### 文書抜粋

◆ ◆ ◆ ◆ ◆

BtoCだけでなく、BtoBにおいてもWebマーケティング活用の重要性が増しています。
BtoBは、「法人」に対して営業を行う必要があるという点で、BtoCとは大きく業態が異なります。「個人」ではなく「法人」がモノやサービスを買うということ。それは、一人の個人ではなく、複数の個人が購入の意思決定をするということです。
そのため、購入するかどうかの判断は、個人と比べて合理的になりがちです。もちろんワンマン社長の場合事情は異なるかもしれませんが、企業が購買活動を行うときは、個人的な感情や満足だけでは決裁されません。企業の利益に貢献するのか、この一点のみで判断されるのがBtoBビジネスの常です。
検討期間が長くなりがちであることもBtoBビジネスの特徴です。特定の商品が企業の利益に貢献するのかどうかを判断するのは、容易な行為ではありません。様々な比較検討を行った上で、最もベストだと思われる選択肢を採るにはそれなりの期間が必要です。
しかも、ある担当者がその商品を「欲しい」と思っても、その担当者の上司、上司の上司、場合によっては更に上の役職者の合意を得なければ購買行為は決裁されません。

◆ ◆ ◆ ◆ ◆

### データ部
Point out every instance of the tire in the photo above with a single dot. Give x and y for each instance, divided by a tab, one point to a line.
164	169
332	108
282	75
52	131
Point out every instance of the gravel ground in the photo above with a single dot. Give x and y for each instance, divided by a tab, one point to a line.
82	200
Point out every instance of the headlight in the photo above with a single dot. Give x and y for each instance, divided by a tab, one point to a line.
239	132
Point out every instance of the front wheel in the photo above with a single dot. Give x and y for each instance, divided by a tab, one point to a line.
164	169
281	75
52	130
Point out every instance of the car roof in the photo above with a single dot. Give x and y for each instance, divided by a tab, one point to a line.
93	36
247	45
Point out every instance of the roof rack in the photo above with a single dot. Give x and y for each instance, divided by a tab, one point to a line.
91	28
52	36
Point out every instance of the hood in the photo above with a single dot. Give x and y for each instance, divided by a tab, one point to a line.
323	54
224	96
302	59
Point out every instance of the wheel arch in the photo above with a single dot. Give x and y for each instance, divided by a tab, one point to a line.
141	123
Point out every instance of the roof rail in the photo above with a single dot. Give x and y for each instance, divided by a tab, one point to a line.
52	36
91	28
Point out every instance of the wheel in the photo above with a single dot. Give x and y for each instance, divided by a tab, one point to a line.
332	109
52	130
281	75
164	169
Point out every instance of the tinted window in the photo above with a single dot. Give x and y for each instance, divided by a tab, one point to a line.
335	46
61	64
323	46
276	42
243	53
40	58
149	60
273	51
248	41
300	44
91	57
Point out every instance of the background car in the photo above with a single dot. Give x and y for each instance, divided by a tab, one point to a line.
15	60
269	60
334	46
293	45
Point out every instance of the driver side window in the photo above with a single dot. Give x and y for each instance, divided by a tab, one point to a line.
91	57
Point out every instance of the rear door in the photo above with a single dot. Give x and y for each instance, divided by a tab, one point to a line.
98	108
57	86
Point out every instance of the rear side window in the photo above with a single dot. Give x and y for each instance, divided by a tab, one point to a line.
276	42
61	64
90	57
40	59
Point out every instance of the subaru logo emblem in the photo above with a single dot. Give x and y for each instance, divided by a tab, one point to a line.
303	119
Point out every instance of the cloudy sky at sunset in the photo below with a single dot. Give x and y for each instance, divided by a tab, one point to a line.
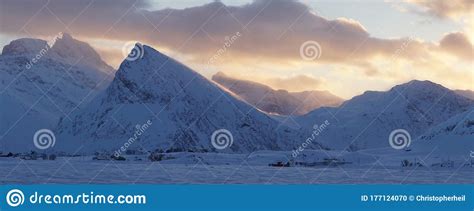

◆ ◆ ◆ ◆ ◆

### 次に解答せよ
A. 次の(i)〜(iii)の記述が文書抜粋の内容と一致するかを、それぞれ「はい」か「いいえ」で判定し、根拠となる箇所を文書抜粋からそのまま引用せよ。(i) BtoBでは、購入の意思決定を一人の個人が行う。(ii) BtoBビジネスでは、検討期間が長くなりがちである。(iii) 企業が購買活動を行うときは、個人的な感情や満足だけで決裁される。
B. 文書抜粋によると、BtoBビジネスで購入の判断基準となる一点とは何か。
C. 担当者が商品を「欲しい」と思った場合に、購買行為の決裁のために合意を得なければならない相手として文書抜粋に挙げられているものを、すべて列挙せよ。

### 順番通りの出力
A.
(i) いいえ:「一人の個人ではなく、複数の個人が購入の意思決定をするということです」
(ii) はい:「検討期間が長くなりがちであることもBtoBビジネスの特徴です」
(iii) いいえ:「企業が購買活動を行うときは、個人的な感情や満足だけでは決裁されません」

B. 企業の利益に貢献するかどうか。

C.
- 担当者の上司
- 上司の上司
- 場合によっては更に上の役職者